** Begin Records **

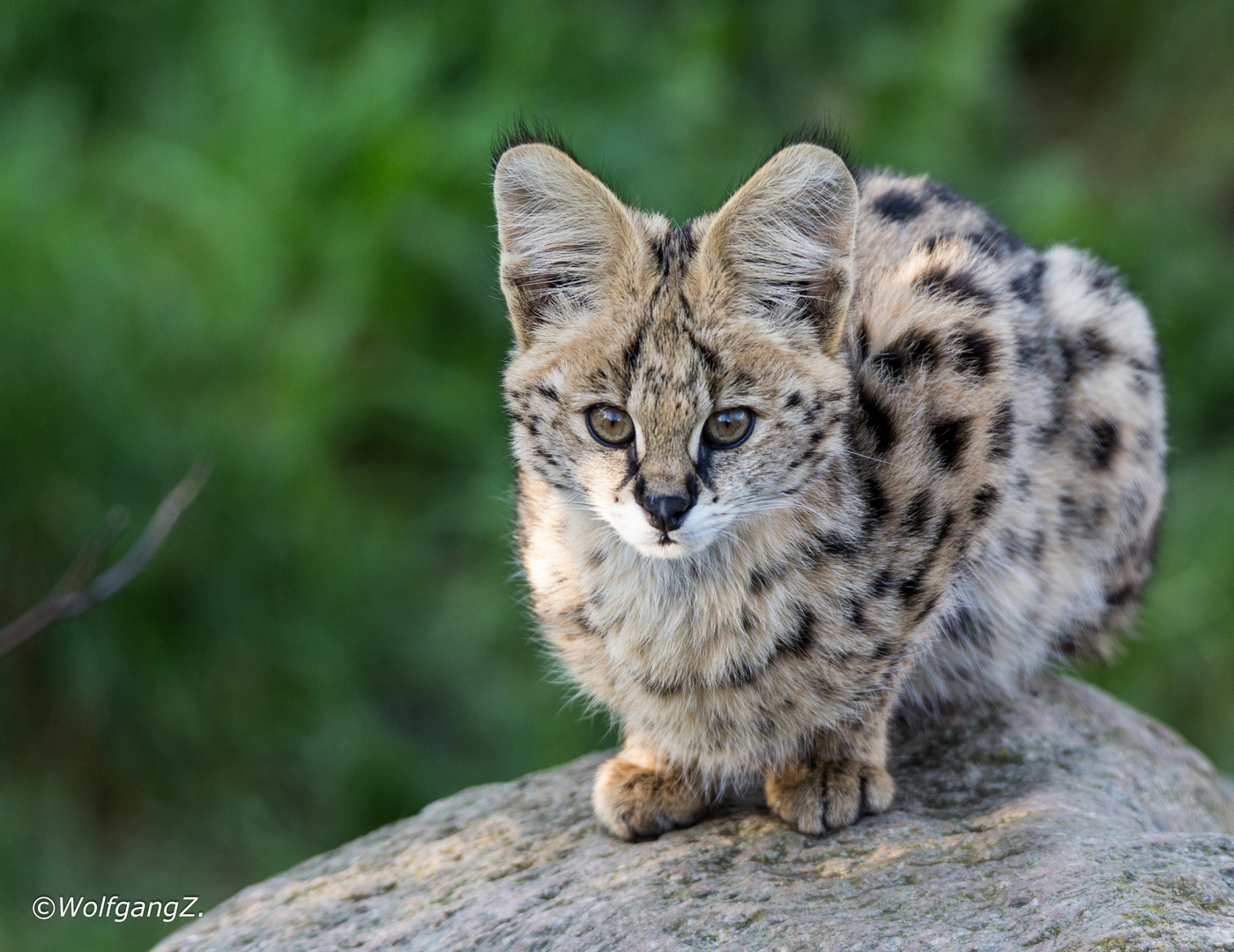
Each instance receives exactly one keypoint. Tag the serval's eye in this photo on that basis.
(610, 425)
(725, 428)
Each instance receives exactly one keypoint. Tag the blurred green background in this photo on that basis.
(261, 230)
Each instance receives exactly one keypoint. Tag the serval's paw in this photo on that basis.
(816, 798)
(637, 803)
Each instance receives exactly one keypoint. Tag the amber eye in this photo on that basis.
(728, 428)
(610, 425)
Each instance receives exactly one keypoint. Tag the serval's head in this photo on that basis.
(676, 381)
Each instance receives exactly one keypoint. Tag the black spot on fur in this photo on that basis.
(799, 641)
(944, 194)
(949, 437)
(861, 342)
(913, 350)
(917, 513)
(875, 420)
(633, 350)
(955, 284)
(1123, 595)
(1027, 286)
(898, 205)
(1101, 443)
(823, 546)
(996, 241)
(975, 353)
(1002, 432)
(984, 502)
(966, 626)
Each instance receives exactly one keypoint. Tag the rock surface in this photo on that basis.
(1067, 822)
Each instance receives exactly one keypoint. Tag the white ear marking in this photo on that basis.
(561, 231)
(787, 239)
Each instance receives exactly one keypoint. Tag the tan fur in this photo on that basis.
(954, 474)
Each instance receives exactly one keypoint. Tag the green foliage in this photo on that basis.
(262, 231)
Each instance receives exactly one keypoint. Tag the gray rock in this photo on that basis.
(1065, 822)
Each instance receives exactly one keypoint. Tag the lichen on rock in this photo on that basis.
(1063, 822)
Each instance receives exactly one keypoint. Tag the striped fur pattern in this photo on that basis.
(954, 473)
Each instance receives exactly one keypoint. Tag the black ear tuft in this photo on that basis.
(522, 131)
(821, 132)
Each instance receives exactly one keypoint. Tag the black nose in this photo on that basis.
(666, 513)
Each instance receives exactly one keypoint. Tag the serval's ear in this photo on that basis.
(563, 234)
(786, 240)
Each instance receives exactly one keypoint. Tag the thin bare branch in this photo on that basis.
(62, 604)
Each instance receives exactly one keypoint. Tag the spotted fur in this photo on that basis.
(954, 476)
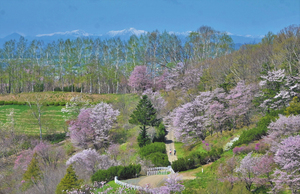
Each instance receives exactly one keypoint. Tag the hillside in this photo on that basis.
(233, 119)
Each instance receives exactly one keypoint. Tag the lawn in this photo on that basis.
(52, 119)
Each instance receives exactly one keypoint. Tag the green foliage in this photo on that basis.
(33, 173)
(196, 158)
(152, 148)
(8, 103)
(143, 138)
(55, 138)
(50, 103)
(160, 133)
(123, 172)
(62, 103)
(57, 89)
(257, 132)
(38, 87)
(69, 182)
(159, 159)
(145, 115)
(294, 108)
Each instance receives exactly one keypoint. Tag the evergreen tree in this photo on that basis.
(33, 173)
(69, 181)
(144, 115)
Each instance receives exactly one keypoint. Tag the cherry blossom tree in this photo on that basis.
(190, 120)
(240, 102)
(157, 101)
(288, 159)
(91, 160)
(278, 89)
(103, 116)
(284, 126)
(246, 171)
(93, 125)
(140, 79)
(81, 130)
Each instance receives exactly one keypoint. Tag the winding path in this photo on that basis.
(170, 145)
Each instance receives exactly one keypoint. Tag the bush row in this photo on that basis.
(70, 88)
(32, 103)
(259, 131)
(123, 172)
(195, 159)
(156, 152)
(152, 148)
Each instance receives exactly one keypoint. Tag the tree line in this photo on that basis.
(101, 66)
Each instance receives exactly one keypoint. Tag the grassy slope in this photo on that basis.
(26, 123)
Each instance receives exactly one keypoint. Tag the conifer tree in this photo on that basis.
(69, 182)
(33, 173)
(144, 115)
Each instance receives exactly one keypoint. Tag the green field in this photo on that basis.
(25, 122)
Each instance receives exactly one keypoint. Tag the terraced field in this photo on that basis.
(52, 119)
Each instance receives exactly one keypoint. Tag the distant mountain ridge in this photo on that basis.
(122, 34)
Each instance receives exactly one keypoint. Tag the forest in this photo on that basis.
(234, 114)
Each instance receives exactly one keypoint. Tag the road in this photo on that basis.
(170, 145)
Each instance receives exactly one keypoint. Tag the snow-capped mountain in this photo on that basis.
(126, 32)
(76, 33)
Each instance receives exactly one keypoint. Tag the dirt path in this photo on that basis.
(170, 145)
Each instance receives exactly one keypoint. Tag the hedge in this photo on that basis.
(259, 131)
(123, 172)
(152, 148)
(196, 158)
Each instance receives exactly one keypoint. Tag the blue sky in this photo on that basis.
(242, 17)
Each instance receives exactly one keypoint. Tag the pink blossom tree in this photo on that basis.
(103, 116)
(190, 120)
(157, 100)
(288, 159)
(93, 125)
(283, 127)
(140, 79)
(91, 160)
(81, 130)
(240, 102)
(182, 77)
(246, 171)
(278, 89)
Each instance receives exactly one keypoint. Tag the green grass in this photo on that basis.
(52, 120)
(179, 149)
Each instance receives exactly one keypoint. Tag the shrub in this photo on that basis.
(160, 133)
(159, 159)
(70, 181)
(8, 103)
(123, 172)
(57, 89)
(50, 103)
(33, 172)
(259, 131)
(152, 148)
(179, 165)
(56, 137)
(62, 103)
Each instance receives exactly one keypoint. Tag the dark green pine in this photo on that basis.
(144, 115)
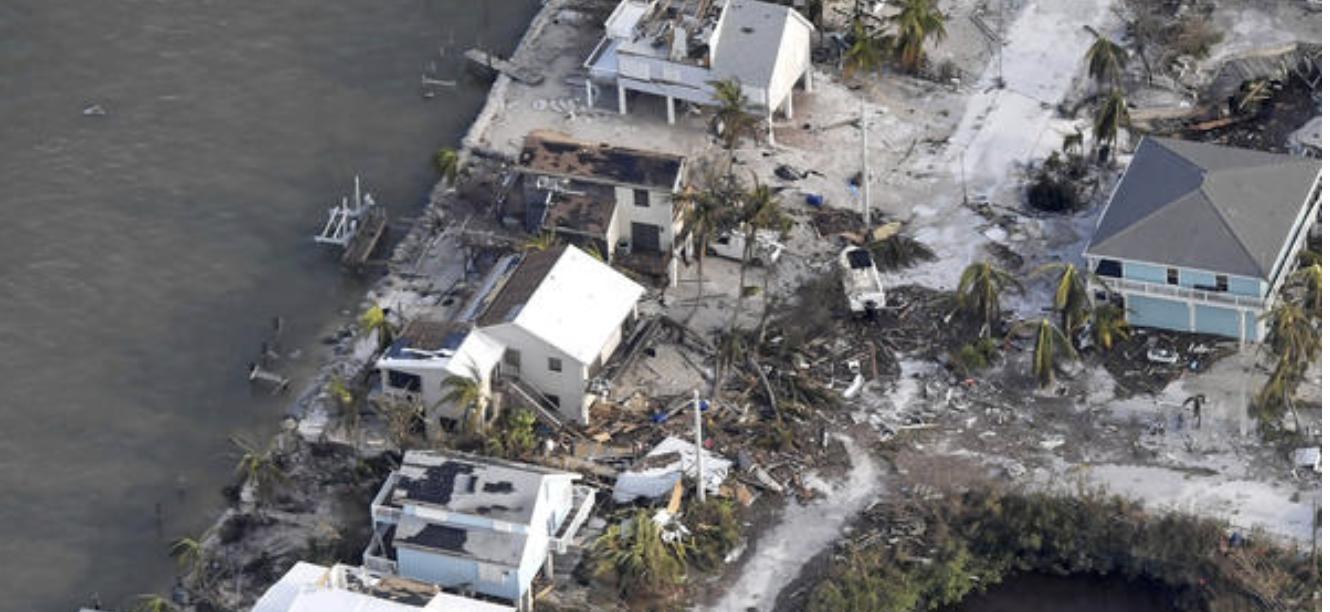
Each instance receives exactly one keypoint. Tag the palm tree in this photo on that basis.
(260, 467)
(917, 23)
(1105, 61)
(869, 52)
(1051, 346)
(188, 552)
(639, 559)
(979, 292)
(1309, 280)
(1293, 338)
(710, 212)
(350, 413)
(466, 393)
(1108, 326)
(403, 418)
(377, 321)
(448, 164)
(541, 241)
(153, 603)
(732, 119)
(1071, 300)
(1111, 119)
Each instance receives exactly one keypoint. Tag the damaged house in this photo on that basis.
(479, 526)
(620, 201)
(1200, 237)
(676, 48)
(537, 333)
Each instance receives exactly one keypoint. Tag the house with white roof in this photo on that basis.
(1200, 237)
(307, 587)
(676, 48)
(620, 201)
(475, 524)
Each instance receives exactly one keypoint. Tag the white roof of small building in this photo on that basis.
(565, 298)
(315, 588)
(749, 40)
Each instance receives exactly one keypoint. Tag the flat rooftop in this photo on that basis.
(560, 154)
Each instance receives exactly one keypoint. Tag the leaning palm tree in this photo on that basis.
(1051, 347)
(732, 119)
(448, 164)
(1292, 335)
(375, 319)
(710, 212)
(641, 563)
(1071, 300)
(153, 603)
(1308, 278)
(466, 393)
(1108, 325)
(258, 464)
(1105, 61)
(867, 53)
(541, 241)
(979, 293)
(1111, 119)
(917, 23)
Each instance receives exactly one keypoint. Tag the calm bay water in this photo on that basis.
(144, 252)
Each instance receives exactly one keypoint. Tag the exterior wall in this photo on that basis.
(1144, 272)
(569, 385)
(792, 64)
(1151, 311)
(454, 572)
(1212, 319)
(659, 213)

** End Records **

• **Required task**
Make an exact copy of all entries above, dropping the images.

• **In response**
Each instance receives exactly one keypoint. Tag the serval's eye in this photo on that basis.
(610, 425)
(725, 428)
Each instance receives exactly one keypoint. Tag the blurred green background in this photo on that basis.
(261, 230)
Each instance receives exactly one keypoint. Tag the serval's paw in this photo on that basis.
(816, 798)
(637, 803)
Each instance receives exactly one keypoint. Tag the amber eye in this photo on that basis.
(728, 428)
(610, 425)
Each instance receives exactly one keypoint. Tag the serval's head in this photo on that basis.
(676, 381)
Each instance receives exactly one keypoint. Tag the black spot on fur in this photo on that basis.
(799, 641)
(944, 194)
(949, 437)
(861, 342)
(913, 350)
(917, 513)
(875, 420)
(633, 350)
(955, 284)
(1123, 595)
(1027, 286)
(898, 205)
(1101, 443)
(823, 546)
(996, 241)
(975, 353)
(1002, 432)
(984, 502)
(966, 626)
Each instance receives exactly one keypoint. Tag the rock surface in this photo on that basis.
(1067, 822)
Each instance receives exactly one keypoint. Tag the white ear marking in this photo on that basis.
(561, 231)
(787, 239)
Each instance receives exactly one keypoint. Tag the tan fur in this photo on that basis.
(954, 474)
Each instance receives exactly one keypoint. Tag the green foliage in this photo on that basis.
(262, 231)
Each instance receives exactly one keypoint. Tag the gray rock in this photo on that basis.
(1065, 822)
Each instance receives exactly one keypoint. Tag the lichen on rock in this photo on that basis.
(1063, 822)
Each instance receives exactly one keypoint. Tag the striped fur pattern in this photo on that basis.
(954, 473)
Each instance receives exactly one keypoint. Tag the black ear tuft in this photo on that basis.
(522, 131)
(821, 132)
Each instance receives exactly one keypoint. Tag the black nose in this photo on that basis.
(666, 513)
Each instance receives exactly one keypoint. Tag the serval's ear in this photo on that basis.
(563, 234)
(786, 240)
Each instance receives exactly one keypoint. Tag the thin bare branch in this photo on that basis.
(62, 604)
Each instance receives exactly one keypoint. Tag the spotted fur in this photo on that basis.
(954, 476)
Each instance receives exactly one keypoint. Tag the hillside in this photo on that basis.
(233, 119)
Each instance receives exactly one keypoint. Tag the lawn in this photo on that basis.
(52, 119)
Each instance receives exactly one keypoint. Tag the green foliage in this photo on that basis.
(33, 173)
(196, 158)
(152, 148)
(8, 103)
(143, 138)
(55, 138)
(50, 103)
(160, 133)
(123, 172)
(62, 103)
(57, 89)
(257, 132)
(38, 87)
(69, 182)
(159, 159)
(145, 115)
(294, 108)
Each instance receives exactly one keypoint. Tag the evergreen tree in this photo on that basis.
(33, 173)
(69, 181)
(144, 115)
Each instance receives exactly one keypoint. Tag the cherry blossom tree in this photo on that basis.
(190, 120)
(240, 102)
(157, 101)
(288, 159)
(91, 160)
(278, 89)
(103, 116)
(284, 126)
(246, 171)
(93, 125)
(140, 79)
(81, 130)
Each instance receives exactly one keypoint. Tag the winding path in this photo on that basis.
(170, 145)
Each instance receives exactly one keypoint. Tag the bush row in this photo on that basis.
(70, 88)
(32, 103)
(259, 131)
(123, 172)
(195, 159)
(156, 152)
(152, 148)
Each instance receives exactly one keypoint. Tag the tree line in this photo on that basis.
(101, 66)
Each instance receives exactly one keypoint. Tag the grassy slope in this photo on that basis.
(26, 123)
Each instance receives exactly one keypoint. Tag the conifer tree in this photo on that basis.
(69, 182)
(33, 173)
(144, 115)
Each instance receives exactly one keypoint. Tag the green field in this photo on that basis.
(25, 122)
Each instance receives exactly one keypoint. Tag the terraced field in this photo on that basis.
(52, 119)
Each instance receives exactly one keypoint. Tag the distant mountain ridge in this photo on that basis.
(122, 34)
Each instance receives exactly one keypoint. Tag the forest in this photo on that basis.
(234, 114)
Each instance receives exactly one keypoint. Tag the road in this photo on that basis.
(170, 145)
Each instance receives exactly one keypoint. Tag the snow-capped mountain in this photo on that basis.
(126, 32)
(76, 33)
Each instance receives exactly one keypoint. Tag the dirt path in this photo on that basis.
(170, 145)
Each instance receives exactly one keypoint. Tag the hedge in this photo on that basis.
(259, 131)
(123, 172)
(152, 148)
(196, 158)
Each instance receives exactly one keypoint. Tag the blue sky in this photo on that basis.
(242, 17)
Each instance receives exactly one keypoint. Tag the pink blossom tree in this photo on that basis.
(103, 116)
(190, 120)
(157, 100)
(288, 159)
(93, 125)
(283, 127)
(140, 79)
(91, 160)
(81, 130)
(240, 102)
(182, 77)
(246, 171)
(278, 89)
Each instance receives exactly one keypoint. Tag the green grass in this photo on that basis.
(52, 120)
(179, 149)
Each instance receives exactly one keypoint. Tag the shrub in this photo on that basis.
(160, 133)
(159, 159)
(70, 181)
(8, 103)
(123, 172)
(57, 89)
(50, 103)
(33, 172)
(259, 131)
(152, 148)
(179, 165)
(56, 137)
(62, 103)
Each instance receives exactly one keypoint. Tag the dark green pine in this photo on that basis.
(144, 115)
Each instance receives exactly one keypoint. Tag the palm tree in this photo on that basis.
(260, 467)
(917, 23)
(1105, 61)
(869, 52)
(1051, 346)
(188, 552)
(639, 559)
(979, 292)
(1309, 280)
(1293, 338)
(710, 212)
(350, 413)
(466, 393)
(1108, 326)
(403, 418)
(377, 321)
(448, 164)
(541, 241)
(153, 603)
(732, 119)
(1071, 300)
(1111, 119)
Each instance receives exactly one keypoint. Tag the damaged house in this photo on that basis.
(479, 526)
(620, 201)
(1200, 237)
(676, 48)
(537, 333)
Each instance receives exactly one keypoint. Tag the house with white roof in this photo on that basis.
(1200, 237)
(307, 587)
(676, 48)
(620, 201)
(475, 524)
Each instance receives exactly one keypoint. Tag the white roof of small building in this photo on that basis.
(565, 298)
(315, 588)
(749, 40)
Each instance receives exactly one keypoint. Tag the flat rooftop in this photo on that basis.
(560, 154)
Each instance receives exactly one keypoint. Tag the leaning palm tree in this photo on that basis.
(1051, 347)
(732, 119)
(448, 164)
(1292, 335)
(375, 319)
(710, 212)
(641, 563)
(1071, 300)
(153, 603)
(1308, 278)
(466, 393)
(1108, 325)
(258, 464)
(1105, 61)
(867, 53)
(541, 241)
(979, 293)
(1111, 119)
(917, 23)
Each instance receives exactly one keypoint. Tag the calm bay water in this photo on that basis.
(144, 252)
Each instance receives exactly one keypoint. Tag the exterior wall in this photo on that basis.
(1144, 272)
(569, 385)
(792, 64)
(1151, 311)
(454, 572)
(1212, 319)
(659, 213)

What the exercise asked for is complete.